▸ **Point labeling dataset excerpts**:
^^^^^^^^^^^^^^^^

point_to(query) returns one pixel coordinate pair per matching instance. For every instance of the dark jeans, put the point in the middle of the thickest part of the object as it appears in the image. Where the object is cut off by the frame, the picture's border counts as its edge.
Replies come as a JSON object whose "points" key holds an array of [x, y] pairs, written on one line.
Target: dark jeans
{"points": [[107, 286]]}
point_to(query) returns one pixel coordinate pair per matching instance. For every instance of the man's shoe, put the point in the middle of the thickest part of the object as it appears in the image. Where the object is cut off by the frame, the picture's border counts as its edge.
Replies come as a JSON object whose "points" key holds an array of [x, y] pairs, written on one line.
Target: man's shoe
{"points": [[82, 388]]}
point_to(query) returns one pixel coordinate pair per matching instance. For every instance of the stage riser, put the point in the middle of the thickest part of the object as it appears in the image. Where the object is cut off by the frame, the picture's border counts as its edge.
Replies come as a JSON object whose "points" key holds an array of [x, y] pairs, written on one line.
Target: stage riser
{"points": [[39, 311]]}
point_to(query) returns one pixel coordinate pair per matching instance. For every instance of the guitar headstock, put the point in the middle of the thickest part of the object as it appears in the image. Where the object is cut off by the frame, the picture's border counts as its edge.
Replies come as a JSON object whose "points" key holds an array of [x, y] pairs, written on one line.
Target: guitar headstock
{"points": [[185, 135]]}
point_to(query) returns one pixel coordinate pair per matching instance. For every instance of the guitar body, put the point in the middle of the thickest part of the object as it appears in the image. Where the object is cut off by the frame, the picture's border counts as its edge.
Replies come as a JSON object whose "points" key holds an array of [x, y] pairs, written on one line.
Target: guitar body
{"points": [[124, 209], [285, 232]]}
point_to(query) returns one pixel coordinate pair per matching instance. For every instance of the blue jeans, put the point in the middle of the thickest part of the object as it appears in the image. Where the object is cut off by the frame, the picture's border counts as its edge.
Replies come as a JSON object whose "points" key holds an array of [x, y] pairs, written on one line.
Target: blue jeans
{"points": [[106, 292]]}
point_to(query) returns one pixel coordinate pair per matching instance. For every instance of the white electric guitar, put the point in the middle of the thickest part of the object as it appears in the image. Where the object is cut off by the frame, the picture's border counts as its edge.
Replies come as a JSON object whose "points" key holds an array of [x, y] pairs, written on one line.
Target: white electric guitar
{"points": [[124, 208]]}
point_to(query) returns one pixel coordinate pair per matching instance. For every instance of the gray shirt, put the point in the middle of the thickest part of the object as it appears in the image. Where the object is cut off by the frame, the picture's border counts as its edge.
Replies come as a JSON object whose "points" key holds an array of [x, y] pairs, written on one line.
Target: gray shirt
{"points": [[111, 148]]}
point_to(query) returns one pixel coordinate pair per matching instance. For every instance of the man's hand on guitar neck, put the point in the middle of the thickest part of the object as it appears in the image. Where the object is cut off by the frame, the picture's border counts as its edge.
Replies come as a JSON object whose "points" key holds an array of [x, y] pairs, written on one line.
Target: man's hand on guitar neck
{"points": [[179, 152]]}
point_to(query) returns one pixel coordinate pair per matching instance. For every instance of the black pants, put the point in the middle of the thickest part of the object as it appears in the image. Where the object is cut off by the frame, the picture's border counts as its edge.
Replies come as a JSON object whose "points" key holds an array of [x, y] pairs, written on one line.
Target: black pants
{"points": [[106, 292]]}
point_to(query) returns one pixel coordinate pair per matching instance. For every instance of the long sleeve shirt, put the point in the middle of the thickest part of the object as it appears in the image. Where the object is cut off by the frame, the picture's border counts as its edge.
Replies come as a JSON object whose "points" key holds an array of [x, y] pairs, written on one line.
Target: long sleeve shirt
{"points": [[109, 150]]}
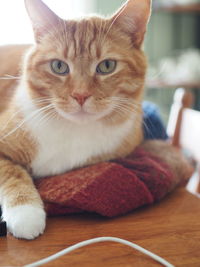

^^^^^^^^^^^^^^^^

▸ **What to work on**: Which lines of the records contain the word "stage"? Show each of them in full.

▸ **Answer to the exercise**:
point_to(query) returns one pixel coordinate pair per matching instance. For every instance of the stage riser, put the point in the middle of the thickest part of the object as it appears in the image. Where the object is cut off by the frame, the picture's border counts as its edge.
Target: stage riser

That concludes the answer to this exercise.